**Partes do exercício:**
**A.** De acordo com o texto sobre Varjota, em que ano ocorreu a emancipação política da cidade?
**B.** No trecho do texto sobre Varjota que começa em "De Varjota a" e segue até "de seus artistas.", troque "prismas" por "ângulos" e apresente o trecho de novo.
**C.** Prossiga com o texto sobre a história cultural de Varjota a partir do ponto em que ele termina.

**Documento:**
________________
De Varjota a escrever sua arte à arte a escrever Varjota


 

Uma história de uma sociedade pode ser contada a partir de vários prismas – político, econômico, cultural, entre outros. Aqui, põe-se de pé esta tentativa de desvendar Varjota, pequenina cidade do noroeste cearense, em seu trilhar histórico através de seu movimento e vivências culturais de seu povo e de seus artistas.

Varjota surge como povoado na jusante entre os rios Acaraú e Jatobá, em meados da segunda metade do século XIX, como um distrito da cidade do Ipu, vindo na década de 1920 a vincular-se à recém-cidade de Santa Cruz, atual Reriutaba, mantendo-se até sua emancipação política em 1985. Historicamente, é marcada decisivamente na década de 1950 pela construção da barragem Araras, que inunda o então vilarejo, mudando completamente os rumos de sua população, obrigando-a a migrar para outras locações.

Por quase um século aquela população de sertanejos marcou aquele território com suas vidas, e por conseguinte com suas culturas. Eram famílias que viviam da agricultura e pecuária de subsistência, afetadas pelas agruras das estiagens, e marcada pela influência da igreja católica – um dos motes aglutinadores da cultura do lugar, como na maioria todo o país. Assim, esse primeiro momento cultural de Varjota se alicerça no que chamamos cultura de tradição, através de manifestações de arte popular. Alguns dos poucos relatos presentes em trabalhos historiográficos sobre esse período apontam para a presença de animações em alpendres e terreiros sob o som de bandas de pífanos, rabecas, violas, e manifestações como reisados, festas de São Gonçalo, entremeadas pelo calendário das festas religiosas.

Todo esse período ainda pouco dito e pesquisado sobre o território varjotense, enquanto Vila Varjota, hoje inundada, conceitua-se em sua face cultural, como um momento muito particular da história, visto ser o primeiro encontro do povo com o lugar, com manifestações culturais na busca dessa tradução, com uma arte da memória de tantos povos a se aglutinarem nos sertões adentro.

Com o início das obras do projeto Araras no ano de 1951, há uma mudança completa no modo de vida do lugar nos anos que se seguem. Gente das mais distintas regiões chegam em busca de trabalho, vindas da Serra da Ibipaba, Vale do Jaguaribe, Cariri Paraibano e toda região Norte Cearense, somando mais de uma dezena de milhares de pessoas aos canteiros de obras. O ritmo de vida no lugar muda. As diversas interseções culturais ampliam as possibilidades de relações sociais e culturais, o ir e vir de pessoas, entre outras questões mudam ou criam o jeito de ser do lugar. Em 1958, com a conclusão das obras, muitos desses migrantes ficam e alicerçam a cidade que hoje conhecemos – os primeiros prédios, as primeiras ruas, e também uma nova forma de enxergar aquele antigo campo seco, como um novo mar d’água. Outras vistas. Outro mundo.
________________
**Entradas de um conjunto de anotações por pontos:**
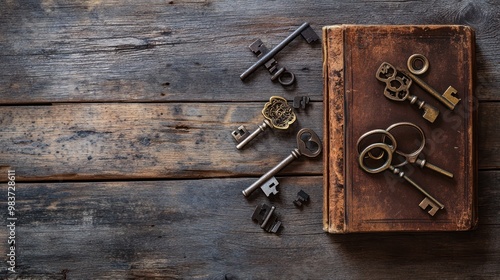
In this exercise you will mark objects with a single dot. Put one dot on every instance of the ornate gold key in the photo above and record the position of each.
(397, 86)
(277, 113)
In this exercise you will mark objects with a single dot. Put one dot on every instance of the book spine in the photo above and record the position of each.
(334, 219)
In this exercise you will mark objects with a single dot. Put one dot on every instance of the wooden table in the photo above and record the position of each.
(116, 117)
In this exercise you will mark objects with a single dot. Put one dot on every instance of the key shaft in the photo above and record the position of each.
(432, 91)
(264, 178)
(424, 163)
(254, 134)
(413, 183)
(274, 51)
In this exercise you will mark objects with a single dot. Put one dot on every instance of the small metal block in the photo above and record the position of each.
(240, 134)
(269, 187)
(268, 220)
(301, 102)
(302, 198)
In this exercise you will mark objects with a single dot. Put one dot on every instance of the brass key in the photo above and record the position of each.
(413, 157)
(446, 98)
(429, 200)
(308, 144)
(277, 113)
(397, 89)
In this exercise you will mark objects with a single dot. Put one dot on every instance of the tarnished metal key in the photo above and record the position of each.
(277, 73)
(429, 200)
(308, 144)
(305, 30)
(277, 113)
(398, 89)
(447, 98)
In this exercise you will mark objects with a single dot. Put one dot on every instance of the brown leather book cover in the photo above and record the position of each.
(357, 201)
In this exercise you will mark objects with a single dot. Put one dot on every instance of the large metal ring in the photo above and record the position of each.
(411, 64)
(409, 157)
(393, 143)
(386, 148)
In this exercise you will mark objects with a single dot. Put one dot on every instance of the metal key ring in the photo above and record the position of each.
(286, 82)
(378, 131)
(411, 63)
(410, 157)
(310, 147)
(386, 148)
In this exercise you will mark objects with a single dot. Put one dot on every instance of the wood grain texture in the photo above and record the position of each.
(127, 141)
(174, 140)
(202, 229)
(182, 59)
(97, 51)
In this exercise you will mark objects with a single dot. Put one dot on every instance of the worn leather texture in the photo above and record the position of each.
(356, 201)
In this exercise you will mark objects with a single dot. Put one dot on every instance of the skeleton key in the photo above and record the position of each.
(308, 144)
(447, 98)
(277, 113)
(413, 157)
(305, 30)
(397, 89)
(429, 200)
(259, 49)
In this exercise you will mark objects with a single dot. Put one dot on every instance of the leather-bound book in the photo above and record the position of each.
(360, 65)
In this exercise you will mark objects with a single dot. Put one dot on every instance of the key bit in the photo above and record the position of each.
(240, 134)
(308, 144)
(426, 203)
(304, 30)
(265, 216)
(301, 102)
(259, 49)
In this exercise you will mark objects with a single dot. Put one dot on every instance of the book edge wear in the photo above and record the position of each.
(335, 208)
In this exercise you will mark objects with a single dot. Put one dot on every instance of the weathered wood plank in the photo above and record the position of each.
(125, 141)
(174, 140)
(97, 51)
(202, 229)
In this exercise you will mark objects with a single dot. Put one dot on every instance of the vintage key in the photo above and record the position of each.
(277, 73)
(446, 98)
(308, 144)
(429, 200)
(397, 89)
(413, 157)
(277, 113)
(305, 30)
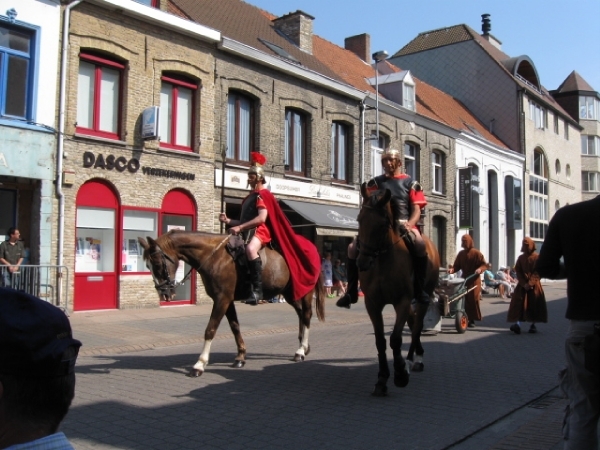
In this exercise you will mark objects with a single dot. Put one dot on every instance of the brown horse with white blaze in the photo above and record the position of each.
(385, 273)
(224, 280)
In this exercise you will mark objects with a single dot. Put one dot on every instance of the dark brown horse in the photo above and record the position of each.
(386, 278)
(224, 282)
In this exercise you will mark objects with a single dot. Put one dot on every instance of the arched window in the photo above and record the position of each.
(99, 99)
(411, 160)
(177, 106)
(538, 196)
(340, 144)
(240, 126)
(437, 172)
(296, 132)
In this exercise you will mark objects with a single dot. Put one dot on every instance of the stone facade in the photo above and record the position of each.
(147, 51)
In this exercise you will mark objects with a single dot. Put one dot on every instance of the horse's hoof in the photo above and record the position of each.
(402, 379)
(380, 390)
(418, 367)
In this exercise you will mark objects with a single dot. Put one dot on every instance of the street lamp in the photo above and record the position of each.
(378, 56)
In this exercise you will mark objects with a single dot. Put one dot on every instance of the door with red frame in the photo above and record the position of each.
(179, 212)
(95, 248)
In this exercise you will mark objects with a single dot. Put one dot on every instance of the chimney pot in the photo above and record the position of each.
(486, 25)
(298, 27)
(360, 45)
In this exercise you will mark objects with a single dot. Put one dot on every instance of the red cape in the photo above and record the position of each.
(299, 253)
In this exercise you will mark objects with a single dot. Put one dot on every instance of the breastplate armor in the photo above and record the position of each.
(399, 188)
(249, 209)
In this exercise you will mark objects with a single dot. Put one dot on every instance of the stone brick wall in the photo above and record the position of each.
(147, 52)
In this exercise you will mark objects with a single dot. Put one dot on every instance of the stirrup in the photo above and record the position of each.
(345, 301)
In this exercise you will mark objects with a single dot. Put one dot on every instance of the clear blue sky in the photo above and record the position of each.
(558, 36)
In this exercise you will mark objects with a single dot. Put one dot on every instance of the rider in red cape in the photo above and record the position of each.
(299, 253)
(261, 220)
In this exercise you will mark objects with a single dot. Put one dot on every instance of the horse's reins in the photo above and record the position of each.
(174, 283)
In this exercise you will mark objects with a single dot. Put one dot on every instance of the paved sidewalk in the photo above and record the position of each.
(533, 423)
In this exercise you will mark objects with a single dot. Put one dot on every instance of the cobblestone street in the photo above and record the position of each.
(487, 388)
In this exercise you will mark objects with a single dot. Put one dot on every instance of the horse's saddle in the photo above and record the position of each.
(236, 247)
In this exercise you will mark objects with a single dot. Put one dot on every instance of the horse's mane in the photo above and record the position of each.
(166, 241)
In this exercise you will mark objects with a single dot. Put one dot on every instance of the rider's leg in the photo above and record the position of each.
(418, 252)
(351, 295)
(255, 266)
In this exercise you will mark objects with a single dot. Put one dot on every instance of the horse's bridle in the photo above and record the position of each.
(169, 284)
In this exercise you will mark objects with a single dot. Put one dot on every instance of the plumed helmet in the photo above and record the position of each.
(392, 154)
(258, 161)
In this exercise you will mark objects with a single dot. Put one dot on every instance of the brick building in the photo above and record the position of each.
(132, 169)
(582, 102)
(505, 93)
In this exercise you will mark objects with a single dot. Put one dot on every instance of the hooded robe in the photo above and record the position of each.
(468, 260)
(527, 305)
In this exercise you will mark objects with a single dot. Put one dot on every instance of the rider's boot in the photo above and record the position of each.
(255, 267)
(351, 295)
(420, 275)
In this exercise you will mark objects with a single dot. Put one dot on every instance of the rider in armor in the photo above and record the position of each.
(407, 203)
(252, 226)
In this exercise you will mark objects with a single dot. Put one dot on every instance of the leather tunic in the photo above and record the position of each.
(249, 209)
(400, 189)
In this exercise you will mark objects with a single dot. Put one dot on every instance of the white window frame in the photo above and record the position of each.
(538, 115)
(411, 161)
(589, 108)
(590, 181)
(340, 135)
(408, 95)
(437, 172)
(240, 117)
(586, 139)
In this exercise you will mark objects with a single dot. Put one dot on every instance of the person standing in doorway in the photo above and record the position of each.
(11, 255)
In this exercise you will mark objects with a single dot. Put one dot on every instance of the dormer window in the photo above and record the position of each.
(398, 87)
(408, 95)
(589, 108)
(537, 114)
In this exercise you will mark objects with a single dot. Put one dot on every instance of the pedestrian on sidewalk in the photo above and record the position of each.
(573, 235)
(470, 261)
(327, 270)
(528, 302)
(340, 281)
(37, 372)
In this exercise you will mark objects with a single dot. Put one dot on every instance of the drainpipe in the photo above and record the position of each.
(361, 162)
(61, 131)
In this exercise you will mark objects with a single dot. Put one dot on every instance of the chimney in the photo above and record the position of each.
(486, 24)
(297, 26)
(486, 27)
(360, 45)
________________
**Respostas:**
**A.** Em 1985.

**B.**
De Varjota a escrever sua arte à arte a escrever Varjota


 

Uma história de uma sociedade pode ser contada a partir de vários ângulos – político, econômico, cultural, entre outros. Aqui, põe-se de pé esta tentativa de desvendar Varjota, pequenina cidade do noroeste cearense, em seu trilhar histórico através de seu movimento e vivências culturais de seu povo e de seus artistas.

**C.**
Na década de 1960, a energia elétrica se torna possível com a inauguração da Usina Hidrelétrica ao sopé da barragem, e daí outros tantos rumos culturais. O rádio e os primeiros televisores trazem consigo vários sentimentos do mundo mergulhado no pós-Guerra e Guerra Fria, e daí uma imensa revolução de costumes chegam por ali sem qualquer cerimônia.

Varjota ou o Araras (como passou a ser chamada até 1985), em apenas uma década transformou-se de um mero povoado camponês a uma reunião urbana que foi se articulando dia a dia, possibilitada pelas condições trazidas pelas águas barradas do açude. Dentre essas, a feira dominical que torna-se um acontecimento na região, especialmente pela venda do peixe fresco ao longo de todo o ano, fortalecendo-se como um espaço de encontro social e de manifestações artísticas como repentes, teatro de mamulengos, cordelistas, entre outras.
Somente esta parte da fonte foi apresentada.